WHAT IS NEEDED:
Please write out the section of the forum post on keeping context between GPT-3 API calls that begins at the words "It depends on" and stops after "in subsequent requests.", with every character left unchanged.

It depends on how much historic “context” you require.
I asked Chat GPT and it responded with what we have suspected. We must concatenate previous responses in subsequent requests.
As you mentioned, OpenAI’s GPT-3 API does not currently support sessions, so it cannot maintain state or context between API calls. To maintain historical context in repeat API calls, you can include a summary of previous interactions as context in your subsequent API calls. This can be done by concatenating all the previous outputs and using them as the “prompt” in your next API call.
For example, in your code, you could create a variable to store the conversation history, and concatenate the output of each API call to that variable before making the next API call:
conversation_history = “”
response = openai.Completion.create(
engine=“text-davinci-003”,
prompt=“Tell me a joke?”,
temperature=0.7,
max_tokens=1000,
top_p=1.0,
frequency_penalty=0.0,
presence_penalty=0.0
)
conversation_history += response[‘choices’][0][‘text’]
response = openai.Completion.create(
engine=“text-davinci-003”,
prompt="What was the last question? " + conversation_history,
temperature=0.7,
max_tokens=4000,
top_p=1.0,
frequency_penalty=0.0,
presence_penalty=0.0
)
print(response[‘choices’][0][‘text’])
prediction_table.add_data(gpt_prompt,response[‘choices’][0][‘text’])
In this example, the variable “conversation_history” stores the previous output and is concatenated to the prompt in the next API call to maintain the historical context of the conversation."
Alternatively, embedding is an option but requires a backend server/services such as Redis or Pinecone.

RECORDS SUPPLIED:
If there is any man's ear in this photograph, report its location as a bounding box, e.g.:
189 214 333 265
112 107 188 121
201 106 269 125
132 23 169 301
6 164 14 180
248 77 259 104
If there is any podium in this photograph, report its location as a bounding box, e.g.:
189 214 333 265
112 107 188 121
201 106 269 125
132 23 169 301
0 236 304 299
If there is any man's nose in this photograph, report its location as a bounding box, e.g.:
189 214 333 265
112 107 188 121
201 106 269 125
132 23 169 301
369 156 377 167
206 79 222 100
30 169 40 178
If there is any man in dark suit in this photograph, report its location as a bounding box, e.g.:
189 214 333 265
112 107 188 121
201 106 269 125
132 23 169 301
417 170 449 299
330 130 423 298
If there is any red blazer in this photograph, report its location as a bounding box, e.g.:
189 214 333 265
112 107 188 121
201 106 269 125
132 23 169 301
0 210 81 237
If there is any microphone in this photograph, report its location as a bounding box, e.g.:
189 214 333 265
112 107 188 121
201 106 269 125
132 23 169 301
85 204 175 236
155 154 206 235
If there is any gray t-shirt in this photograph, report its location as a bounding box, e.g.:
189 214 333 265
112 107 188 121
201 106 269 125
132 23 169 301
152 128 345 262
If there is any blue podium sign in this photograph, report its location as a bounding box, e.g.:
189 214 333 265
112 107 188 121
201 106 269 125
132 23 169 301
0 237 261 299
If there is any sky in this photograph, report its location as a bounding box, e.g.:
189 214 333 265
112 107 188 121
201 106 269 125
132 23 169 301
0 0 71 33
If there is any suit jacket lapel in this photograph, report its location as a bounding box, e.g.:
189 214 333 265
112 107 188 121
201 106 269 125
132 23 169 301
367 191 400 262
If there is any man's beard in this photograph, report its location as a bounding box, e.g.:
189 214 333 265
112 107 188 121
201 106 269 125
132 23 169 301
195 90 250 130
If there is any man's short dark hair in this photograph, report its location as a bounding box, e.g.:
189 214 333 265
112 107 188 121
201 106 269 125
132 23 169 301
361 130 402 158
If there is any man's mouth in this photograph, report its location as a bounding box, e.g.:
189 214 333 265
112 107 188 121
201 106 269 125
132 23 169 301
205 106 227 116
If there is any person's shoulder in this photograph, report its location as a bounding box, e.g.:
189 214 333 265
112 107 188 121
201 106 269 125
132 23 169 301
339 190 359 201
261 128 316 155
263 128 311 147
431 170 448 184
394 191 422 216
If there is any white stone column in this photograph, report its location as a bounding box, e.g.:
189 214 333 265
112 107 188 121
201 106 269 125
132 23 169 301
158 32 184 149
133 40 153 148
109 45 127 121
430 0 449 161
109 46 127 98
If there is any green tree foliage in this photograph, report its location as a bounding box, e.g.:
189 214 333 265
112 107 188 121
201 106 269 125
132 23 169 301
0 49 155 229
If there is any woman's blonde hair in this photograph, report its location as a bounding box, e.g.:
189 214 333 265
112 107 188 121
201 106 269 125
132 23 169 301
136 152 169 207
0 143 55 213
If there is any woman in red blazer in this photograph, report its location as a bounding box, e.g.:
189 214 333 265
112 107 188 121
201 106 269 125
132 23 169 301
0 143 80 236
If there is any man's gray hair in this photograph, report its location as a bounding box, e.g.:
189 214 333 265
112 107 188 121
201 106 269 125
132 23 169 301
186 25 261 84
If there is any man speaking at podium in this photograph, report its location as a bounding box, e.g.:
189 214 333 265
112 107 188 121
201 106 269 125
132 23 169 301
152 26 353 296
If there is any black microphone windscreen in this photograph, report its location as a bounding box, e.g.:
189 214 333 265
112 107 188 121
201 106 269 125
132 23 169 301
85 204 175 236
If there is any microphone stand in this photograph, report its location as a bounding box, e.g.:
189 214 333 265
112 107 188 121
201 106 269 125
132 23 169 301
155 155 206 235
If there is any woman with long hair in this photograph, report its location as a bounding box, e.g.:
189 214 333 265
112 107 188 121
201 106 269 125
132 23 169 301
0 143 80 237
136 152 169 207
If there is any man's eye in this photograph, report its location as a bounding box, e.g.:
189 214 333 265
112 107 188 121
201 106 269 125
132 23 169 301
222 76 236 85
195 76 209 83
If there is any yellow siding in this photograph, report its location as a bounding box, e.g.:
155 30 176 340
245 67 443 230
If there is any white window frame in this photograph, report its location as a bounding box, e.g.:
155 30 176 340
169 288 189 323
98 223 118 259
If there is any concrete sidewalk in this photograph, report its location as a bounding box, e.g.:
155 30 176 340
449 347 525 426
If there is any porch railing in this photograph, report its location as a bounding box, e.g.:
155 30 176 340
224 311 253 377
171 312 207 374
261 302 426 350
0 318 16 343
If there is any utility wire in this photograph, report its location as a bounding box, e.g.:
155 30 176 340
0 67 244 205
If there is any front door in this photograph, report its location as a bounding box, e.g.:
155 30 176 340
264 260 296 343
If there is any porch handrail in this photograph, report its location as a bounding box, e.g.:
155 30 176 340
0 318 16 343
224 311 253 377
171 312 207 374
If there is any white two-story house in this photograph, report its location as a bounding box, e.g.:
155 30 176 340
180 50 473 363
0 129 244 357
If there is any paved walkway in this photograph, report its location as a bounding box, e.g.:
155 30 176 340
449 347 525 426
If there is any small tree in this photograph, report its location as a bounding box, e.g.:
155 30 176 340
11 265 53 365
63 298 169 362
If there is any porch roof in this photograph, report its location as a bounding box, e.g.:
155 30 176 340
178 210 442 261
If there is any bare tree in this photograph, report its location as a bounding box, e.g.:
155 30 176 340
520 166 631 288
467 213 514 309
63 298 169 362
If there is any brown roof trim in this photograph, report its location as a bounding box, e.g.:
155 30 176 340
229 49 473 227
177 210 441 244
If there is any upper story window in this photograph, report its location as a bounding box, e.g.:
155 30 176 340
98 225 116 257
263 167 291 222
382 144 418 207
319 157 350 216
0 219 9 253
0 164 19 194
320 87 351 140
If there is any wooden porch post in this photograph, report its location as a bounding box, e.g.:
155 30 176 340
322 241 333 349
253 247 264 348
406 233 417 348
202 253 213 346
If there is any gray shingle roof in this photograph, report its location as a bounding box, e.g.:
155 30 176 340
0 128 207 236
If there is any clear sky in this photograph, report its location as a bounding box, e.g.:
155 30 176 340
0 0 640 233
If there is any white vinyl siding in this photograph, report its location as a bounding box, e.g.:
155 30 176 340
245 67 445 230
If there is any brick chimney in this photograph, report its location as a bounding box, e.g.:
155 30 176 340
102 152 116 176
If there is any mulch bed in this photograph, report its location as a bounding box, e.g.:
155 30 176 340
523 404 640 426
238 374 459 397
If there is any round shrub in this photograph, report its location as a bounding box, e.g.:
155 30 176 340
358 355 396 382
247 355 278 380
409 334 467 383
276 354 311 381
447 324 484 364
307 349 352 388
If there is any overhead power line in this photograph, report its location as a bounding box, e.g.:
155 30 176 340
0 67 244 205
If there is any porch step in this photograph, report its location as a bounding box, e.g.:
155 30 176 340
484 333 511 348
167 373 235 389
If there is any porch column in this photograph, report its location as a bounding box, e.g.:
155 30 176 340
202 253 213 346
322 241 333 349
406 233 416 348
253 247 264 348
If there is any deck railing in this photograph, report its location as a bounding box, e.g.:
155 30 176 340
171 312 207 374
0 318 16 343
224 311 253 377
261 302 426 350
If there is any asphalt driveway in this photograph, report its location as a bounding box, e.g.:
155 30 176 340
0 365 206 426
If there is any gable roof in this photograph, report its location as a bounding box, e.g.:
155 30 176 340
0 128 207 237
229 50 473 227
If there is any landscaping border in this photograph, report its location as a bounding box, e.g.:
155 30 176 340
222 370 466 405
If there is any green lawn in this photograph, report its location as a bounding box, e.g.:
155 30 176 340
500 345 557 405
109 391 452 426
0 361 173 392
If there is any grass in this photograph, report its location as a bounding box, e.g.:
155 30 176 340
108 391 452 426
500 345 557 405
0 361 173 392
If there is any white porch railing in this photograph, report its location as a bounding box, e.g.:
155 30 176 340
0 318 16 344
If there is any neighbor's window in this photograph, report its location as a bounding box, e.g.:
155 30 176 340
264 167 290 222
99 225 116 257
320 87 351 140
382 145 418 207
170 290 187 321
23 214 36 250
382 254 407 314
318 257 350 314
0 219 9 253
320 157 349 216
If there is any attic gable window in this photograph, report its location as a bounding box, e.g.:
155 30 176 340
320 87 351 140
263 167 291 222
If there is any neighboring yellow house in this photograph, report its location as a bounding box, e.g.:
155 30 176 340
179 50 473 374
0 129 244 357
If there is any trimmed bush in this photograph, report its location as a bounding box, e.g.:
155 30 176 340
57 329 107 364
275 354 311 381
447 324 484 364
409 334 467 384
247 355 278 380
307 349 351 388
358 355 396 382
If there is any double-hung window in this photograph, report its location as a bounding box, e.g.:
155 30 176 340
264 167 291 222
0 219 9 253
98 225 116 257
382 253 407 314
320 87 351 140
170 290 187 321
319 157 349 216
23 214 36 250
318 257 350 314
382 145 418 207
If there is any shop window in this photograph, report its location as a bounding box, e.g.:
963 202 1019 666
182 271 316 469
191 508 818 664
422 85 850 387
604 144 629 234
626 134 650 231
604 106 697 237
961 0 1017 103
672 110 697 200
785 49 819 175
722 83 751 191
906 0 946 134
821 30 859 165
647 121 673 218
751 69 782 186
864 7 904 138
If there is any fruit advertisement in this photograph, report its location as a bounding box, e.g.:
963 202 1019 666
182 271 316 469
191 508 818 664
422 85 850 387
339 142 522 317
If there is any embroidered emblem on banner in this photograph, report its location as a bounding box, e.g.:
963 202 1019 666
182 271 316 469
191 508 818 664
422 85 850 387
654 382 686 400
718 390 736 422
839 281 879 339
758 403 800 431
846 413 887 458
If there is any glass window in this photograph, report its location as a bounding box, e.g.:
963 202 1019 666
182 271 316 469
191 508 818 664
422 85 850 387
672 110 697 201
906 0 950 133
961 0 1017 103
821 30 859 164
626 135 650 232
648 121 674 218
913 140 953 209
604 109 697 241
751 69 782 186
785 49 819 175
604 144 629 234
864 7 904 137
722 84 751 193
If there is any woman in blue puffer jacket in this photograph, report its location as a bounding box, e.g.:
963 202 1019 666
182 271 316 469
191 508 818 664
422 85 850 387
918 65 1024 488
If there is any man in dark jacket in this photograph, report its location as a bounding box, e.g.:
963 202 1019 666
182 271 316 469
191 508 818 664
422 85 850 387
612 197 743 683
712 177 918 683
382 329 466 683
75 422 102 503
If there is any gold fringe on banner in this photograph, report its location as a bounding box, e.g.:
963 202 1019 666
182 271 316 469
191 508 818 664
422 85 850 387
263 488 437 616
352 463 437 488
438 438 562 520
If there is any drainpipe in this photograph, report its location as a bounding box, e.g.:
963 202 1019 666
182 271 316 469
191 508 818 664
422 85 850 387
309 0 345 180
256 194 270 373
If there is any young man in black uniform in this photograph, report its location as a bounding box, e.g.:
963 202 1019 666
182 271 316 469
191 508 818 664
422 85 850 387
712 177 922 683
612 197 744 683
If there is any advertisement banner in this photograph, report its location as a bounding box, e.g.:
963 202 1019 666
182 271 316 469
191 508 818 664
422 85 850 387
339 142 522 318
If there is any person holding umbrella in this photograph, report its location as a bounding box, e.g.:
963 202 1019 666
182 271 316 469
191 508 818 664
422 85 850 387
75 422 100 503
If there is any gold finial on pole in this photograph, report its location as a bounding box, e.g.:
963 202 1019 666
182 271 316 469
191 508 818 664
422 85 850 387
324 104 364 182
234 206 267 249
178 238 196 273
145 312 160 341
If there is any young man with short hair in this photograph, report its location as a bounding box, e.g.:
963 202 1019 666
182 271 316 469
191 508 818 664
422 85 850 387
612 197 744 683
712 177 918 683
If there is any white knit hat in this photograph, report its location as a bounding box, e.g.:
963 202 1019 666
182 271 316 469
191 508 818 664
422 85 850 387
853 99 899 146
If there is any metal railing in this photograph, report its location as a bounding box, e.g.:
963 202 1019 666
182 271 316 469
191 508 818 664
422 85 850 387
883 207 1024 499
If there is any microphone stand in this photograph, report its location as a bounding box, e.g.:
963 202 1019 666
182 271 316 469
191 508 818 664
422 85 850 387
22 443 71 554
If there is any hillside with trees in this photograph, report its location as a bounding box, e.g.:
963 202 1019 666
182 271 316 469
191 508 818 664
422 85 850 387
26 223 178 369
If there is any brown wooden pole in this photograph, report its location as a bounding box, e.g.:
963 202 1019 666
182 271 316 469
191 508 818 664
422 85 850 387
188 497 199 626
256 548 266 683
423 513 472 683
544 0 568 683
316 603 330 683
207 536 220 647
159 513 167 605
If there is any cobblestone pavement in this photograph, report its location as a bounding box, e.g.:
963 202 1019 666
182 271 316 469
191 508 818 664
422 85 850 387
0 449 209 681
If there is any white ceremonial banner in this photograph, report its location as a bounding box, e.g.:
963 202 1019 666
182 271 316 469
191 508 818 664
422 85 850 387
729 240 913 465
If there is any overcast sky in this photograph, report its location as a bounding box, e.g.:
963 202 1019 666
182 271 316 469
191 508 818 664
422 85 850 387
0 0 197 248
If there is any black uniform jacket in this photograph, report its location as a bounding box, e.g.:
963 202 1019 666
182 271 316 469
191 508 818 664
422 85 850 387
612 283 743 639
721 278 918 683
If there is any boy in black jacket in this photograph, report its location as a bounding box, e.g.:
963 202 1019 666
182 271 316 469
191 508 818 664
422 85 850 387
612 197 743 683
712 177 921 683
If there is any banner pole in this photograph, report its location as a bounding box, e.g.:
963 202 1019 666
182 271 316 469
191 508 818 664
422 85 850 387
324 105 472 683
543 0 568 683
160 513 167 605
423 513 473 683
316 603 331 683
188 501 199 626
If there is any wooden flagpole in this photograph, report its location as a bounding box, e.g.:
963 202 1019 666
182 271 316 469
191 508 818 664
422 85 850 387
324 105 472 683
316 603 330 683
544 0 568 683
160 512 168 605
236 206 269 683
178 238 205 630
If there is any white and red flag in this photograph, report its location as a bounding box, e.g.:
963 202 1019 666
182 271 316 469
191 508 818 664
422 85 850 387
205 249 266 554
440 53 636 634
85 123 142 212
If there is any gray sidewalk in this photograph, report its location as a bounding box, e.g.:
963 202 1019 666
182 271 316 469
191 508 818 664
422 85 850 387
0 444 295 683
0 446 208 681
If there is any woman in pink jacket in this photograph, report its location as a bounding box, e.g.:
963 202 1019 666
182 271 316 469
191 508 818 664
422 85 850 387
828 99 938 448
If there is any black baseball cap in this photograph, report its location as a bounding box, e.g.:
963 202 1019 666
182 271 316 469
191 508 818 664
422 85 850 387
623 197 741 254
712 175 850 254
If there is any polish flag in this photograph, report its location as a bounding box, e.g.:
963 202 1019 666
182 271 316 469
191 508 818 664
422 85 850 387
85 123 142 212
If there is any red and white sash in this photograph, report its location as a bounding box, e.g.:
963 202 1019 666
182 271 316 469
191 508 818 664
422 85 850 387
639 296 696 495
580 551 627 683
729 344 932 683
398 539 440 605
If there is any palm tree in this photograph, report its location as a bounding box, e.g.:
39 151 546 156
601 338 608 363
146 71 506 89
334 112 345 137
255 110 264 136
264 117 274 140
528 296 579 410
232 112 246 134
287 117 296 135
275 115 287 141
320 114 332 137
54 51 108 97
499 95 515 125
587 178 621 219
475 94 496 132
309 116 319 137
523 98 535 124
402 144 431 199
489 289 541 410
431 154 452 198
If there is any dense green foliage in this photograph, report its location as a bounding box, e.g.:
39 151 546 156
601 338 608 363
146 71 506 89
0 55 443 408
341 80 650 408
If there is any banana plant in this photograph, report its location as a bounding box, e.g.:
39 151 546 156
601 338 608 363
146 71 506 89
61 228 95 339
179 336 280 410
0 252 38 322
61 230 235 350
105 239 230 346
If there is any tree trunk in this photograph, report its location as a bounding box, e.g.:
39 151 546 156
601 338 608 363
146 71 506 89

TASK ANSWER:
It depends on how much historic “context” you require.
I asked Chat GPT and it responded with what we have suspected. We must concatenate previous responses in subsequent requests.